#### [WHAT TO PRODUCE]
Starting at the line that contains "Please point out the mountain" and ending with the last line of the data below, set out those lines as a numbered list. Leave out any blank lines.

Point annotation data records:
______________________________

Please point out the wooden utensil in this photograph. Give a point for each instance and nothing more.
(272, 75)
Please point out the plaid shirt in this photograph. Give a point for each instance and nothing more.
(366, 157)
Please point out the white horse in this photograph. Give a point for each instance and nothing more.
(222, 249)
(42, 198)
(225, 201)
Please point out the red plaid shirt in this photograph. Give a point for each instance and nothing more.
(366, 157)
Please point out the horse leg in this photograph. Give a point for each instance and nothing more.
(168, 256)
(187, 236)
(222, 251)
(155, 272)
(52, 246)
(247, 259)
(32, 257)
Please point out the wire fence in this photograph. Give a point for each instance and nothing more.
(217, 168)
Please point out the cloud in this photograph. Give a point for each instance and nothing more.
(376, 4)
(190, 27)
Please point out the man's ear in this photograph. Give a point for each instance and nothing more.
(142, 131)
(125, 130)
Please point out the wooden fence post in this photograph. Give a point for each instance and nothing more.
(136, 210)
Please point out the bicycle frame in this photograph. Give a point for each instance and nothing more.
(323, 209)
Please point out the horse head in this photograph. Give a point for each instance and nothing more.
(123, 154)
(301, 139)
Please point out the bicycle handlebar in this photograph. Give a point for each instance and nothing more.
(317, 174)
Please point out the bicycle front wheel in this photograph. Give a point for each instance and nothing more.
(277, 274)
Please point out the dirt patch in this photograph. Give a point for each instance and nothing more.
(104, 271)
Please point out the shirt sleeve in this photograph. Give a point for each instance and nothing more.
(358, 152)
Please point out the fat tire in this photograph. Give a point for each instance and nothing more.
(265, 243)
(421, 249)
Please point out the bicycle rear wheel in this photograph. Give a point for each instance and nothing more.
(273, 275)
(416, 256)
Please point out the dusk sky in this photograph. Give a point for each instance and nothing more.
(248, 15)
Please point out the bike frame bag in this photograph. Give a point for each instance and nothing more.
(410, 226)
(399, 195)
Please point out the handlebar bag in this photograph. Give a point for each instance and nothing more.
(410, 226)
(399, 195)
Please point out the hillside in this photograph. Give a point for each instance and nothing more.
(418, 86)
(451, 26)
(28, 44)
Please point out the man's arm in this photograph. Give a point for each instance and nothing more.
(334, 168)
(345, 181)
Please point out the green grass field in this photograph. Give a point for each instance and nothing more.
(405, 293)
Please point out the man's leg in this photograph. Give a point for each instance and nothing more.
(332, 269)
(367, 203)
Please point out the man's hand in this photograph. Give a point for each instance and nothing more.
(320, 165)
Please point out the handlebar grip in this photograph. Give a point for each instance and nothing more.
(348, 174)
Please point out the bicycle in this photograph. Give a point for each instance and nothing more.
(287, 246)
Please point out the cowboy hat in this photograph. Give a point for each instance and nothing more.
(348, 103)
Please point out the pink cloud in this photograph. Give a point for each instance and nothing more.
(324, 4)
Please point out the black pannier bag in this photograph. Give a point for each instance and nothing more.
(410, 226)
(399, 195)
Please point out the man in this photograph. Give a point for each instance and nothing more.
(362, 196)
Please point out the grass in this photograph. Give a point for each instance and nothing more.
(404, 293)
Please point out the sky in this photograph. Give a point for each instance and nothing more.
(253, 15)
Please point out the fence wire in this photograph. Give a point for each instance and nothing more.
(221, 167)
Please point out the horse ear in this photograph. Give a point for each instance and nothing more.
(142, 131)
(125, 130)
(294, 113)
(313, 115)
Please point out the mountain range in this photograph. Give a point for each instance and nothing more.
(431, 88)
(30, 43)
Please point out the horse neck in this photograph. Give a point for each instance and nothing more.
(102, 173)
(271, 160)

______________________________

#### [SOLUTION TO THIS PROBLEM]
1. Please point out the mountain range in this photograph. Give a point for each instance and nothing more.
2. (431, 88)
3. (30, 43)
4. Please point out the horse neck in this photograph. Give a point for each instance and nothing more.
5. (102, 173)
6. (271, 160)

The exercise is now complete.